__ITEMS__:

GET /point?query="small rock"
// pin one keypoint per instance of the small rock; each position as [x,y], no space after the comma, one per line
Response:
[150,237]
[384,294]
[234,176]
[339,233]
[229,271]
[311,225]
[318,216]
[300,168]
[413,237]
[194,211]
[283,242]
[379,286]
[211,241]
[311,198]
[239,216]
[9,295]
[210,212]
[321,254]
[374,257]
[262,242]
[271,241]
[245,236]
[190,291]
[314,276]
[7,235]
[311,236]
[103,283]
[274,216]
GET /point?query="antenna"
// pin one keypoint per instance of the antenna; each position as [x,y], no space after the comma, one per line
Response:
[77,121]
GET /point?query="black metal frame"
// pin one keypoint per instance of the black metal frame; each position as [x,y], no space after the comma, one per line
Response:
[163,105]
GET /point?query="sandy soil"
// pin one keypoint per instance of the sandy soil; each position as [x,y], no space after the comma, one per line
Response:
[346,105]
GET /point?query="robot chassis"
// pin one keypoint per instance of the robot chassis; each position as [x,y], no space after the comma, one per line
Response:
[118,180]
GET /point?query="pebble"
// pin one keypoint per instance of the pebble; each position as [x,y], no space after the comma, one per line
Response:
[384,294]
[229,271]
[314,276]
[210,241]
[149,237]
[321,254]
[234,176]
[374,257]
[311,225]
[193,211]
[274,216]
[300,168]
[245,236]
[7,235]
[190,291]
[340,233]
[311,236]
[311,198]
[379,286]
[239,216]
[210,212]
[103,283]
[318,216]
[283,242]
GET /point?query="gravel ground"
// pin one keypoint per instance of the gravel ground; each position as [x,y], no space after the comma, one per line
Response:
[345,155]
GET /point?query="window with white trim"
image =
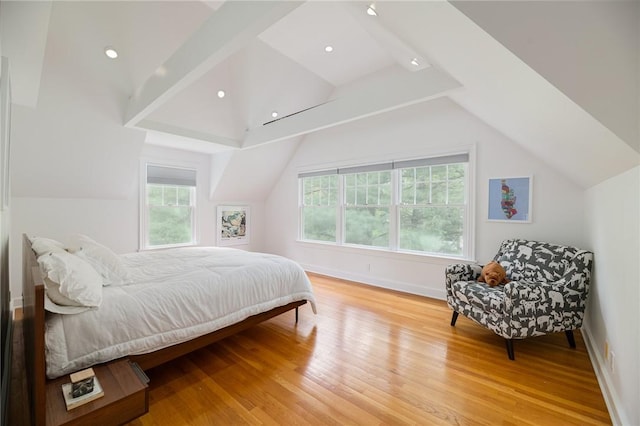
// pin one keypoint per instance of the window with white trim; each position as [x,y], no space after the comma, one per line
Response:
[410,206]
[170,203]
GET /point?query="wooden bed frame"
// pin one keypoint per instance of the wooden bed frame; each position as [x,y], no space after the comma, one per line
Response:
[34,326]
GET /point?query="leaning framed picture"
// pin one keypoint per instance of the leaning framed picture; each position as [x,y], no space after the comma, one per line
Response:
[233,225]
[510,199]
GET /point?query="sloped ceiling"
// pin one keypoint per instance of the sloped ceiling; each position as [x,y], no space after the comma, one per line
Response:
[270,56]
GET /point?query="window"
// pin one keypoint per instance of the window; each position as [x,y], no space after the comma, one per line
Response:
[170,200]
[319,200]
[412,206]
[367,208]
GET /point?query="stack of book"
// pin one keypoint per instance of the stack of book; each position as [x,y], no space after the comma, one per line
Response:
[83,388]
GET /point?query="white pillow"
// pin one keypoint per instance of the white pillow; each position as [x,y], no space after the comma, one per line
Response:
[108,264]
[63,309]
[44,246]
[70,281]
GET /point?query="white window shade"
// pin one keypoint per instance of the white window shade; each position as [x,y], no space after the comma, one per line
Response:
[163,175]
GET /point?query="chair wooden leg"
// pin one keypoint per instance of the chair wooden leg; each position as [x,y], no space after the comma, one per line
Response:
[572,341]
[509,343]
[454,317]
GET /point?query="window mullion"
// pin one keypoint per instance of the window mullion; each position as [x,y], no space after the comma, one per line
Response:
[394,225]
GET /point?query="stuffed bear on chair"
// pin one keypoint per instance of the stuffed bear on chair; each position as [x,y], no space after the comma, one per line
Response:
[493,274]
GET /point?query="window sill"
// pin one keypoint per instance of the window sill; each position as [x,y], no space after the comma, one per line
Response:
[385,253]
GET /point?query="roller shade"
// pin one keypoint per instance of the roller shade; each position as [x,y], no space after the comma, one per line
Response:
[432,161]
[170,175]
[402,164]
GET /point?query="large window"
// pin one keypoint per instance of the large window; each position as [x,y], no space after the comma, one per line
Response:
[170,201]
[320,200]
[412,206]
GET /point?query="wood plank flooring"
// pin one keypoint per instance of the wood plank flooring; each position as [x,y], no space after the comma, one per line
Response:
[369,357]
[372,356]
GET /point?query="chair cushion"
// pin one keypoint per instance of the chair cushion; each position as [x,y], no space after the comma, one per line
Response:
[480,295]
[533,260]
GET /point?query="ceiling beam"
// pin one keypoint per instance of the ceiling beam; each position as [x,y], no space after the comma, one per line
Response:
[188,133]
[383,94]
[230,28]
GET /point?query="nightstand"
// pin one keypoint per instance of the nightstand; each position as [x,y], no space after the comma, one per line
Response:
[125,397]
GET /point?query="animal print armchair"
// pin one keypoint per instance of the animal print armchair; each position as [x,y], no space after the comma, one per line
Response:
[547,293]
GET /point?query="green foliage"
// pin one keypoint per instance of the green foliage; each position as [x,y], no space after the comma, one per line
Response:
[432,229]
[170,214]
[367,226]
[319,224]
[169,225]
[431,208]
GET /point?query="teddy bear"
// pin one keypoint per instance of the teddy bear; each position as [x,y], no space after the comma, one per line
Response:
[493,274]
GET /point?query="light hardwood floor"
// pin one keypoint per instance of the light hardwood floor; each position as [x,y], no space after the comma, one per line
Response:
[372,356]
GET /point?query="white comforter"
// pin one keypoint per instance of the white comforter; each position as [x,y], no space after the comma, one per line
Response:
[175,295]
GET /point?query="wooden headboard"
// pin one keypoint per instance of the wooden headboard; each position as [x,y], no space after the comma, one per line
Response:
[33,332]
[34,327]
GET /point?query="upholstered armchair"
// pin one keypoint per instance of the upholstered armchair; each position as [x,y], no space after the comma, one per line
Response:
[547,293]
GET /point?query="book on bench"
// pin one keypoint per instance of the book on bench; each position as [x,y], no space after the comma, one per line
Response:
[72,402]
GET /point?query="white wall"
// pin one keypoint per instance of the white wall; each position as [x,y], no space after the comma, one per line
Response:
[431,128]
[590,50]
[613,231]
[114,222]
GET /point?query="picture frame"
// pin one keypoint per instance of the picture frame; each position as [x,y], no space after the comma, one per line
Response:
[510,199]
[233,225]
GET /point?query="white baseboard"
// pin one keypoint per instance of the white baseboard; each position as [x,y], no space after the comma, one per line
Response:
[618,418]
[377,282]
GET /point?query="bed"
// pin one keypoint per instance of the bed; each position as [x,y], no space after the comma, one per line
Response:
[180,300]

==

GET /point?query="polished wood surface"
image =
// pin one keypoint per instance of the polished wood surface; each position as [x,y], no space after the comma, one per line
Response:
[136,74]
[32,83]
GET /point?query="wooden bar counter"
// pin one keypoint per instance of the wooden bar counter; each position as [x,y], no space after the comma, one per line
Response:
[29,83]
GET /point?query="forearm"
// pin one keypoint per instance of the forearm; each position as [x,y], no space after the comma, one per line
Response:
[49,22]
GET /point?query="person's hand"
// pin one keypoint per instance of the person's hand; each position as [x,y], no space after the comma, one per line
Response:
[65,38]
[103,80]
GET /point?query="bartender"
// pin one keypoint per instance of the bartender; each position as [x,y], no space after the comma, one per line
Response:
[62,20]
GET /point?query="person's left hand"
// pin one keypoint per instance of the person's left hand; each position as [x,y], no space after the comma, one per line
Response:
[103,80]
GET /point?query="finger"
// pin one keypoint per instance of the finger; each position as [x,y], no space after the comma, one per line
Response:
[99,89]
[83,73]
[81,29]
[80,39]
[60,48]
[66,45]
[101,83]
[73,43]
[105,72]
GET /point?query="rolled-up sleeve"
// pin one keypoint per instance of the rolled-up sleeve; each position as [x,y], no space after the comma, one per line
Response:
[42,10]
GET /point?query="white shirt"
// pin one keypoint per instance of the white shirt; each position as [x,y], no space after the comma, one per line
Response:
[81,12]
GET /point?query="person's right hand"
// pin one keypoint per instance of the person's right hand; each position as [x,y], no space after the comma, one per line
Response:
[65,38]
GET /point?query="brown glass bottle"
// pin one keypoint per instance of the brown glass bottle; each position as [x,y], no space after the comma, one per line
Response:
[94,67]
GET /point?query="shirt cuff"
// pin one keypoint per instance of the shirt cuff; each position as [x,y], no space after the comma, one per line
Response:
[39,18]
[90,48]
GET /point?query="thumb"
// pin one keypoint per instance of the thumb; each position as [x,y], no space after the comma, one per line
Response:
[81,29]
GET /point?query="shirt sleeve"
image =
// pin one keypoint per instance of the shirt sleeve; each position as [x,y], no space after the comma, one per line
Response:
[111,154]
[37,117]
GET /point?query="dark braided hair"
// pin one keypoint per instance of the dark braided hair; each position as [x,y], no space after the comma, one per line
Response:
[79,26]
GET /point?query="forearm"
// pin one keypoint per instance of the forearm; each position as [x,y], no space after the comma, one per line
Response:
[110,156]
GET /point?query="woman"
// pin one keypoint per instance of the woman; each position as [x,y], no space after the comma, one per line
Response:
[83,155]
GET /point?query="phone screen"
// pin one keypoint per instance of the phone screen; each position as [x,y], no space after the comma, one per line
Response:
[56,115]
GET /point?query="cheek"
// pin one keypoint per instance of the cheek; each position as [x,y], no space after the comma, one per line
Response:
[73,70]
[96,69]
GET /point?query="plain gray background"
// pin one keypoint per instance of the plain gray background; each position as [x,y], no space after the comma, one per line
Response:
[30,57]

---

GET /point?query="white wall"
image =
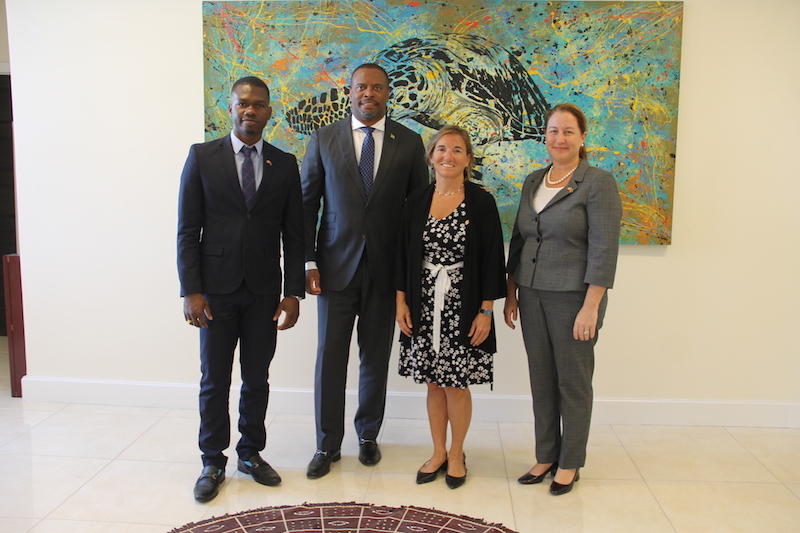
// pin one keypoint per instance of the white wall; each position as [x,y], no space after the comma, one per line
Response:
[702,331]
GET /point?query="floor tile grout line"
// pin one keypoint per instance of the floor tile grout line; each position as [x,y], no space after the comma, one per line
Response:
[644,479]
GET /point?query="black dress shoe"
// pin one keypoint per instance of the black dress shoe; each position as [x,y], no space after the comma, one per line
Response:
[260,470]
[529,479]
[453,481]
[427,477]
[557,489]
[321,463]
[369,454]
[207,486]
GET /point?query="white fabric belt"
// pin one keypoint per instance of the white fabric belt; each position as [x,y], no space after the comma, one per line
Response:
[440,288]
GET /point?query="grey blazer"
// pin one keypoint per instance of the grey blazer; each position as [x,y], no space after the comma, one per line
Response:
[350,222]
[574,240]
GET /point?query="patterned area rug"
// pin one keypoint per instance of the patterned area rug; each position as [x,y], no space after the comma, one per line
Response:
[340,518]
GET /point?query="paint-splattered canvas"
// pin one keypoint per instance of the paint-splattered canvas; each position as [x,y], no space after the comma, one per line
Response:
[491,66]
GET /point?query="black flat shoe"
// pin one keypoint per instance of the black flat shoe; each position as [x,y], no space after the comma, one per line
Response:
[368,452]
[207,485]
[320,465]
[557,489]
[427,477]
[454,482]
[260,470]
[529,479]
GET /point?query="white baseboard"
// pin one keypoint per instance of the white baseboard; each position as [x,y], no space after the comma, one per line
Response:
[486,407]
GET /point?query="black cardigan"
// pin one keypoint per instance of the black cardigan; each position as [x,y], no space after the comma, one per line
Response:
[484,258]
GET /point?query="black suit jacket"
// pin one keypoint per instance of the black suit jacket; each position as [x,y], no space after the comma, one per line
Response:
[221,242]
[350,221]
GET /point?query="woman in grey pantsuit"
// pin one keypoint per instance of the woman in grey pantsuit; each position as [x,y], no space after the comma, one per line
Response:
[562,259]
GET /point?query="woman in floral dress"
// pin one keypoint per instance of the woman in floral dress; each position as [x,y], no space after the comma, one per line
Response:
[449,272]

__INSTRUCTIONS FOR THE TASK__:
Please count the lines in the records above that contain the string "fabric" and reply with that number alone.

__COMPLETE RESPONSE__:
2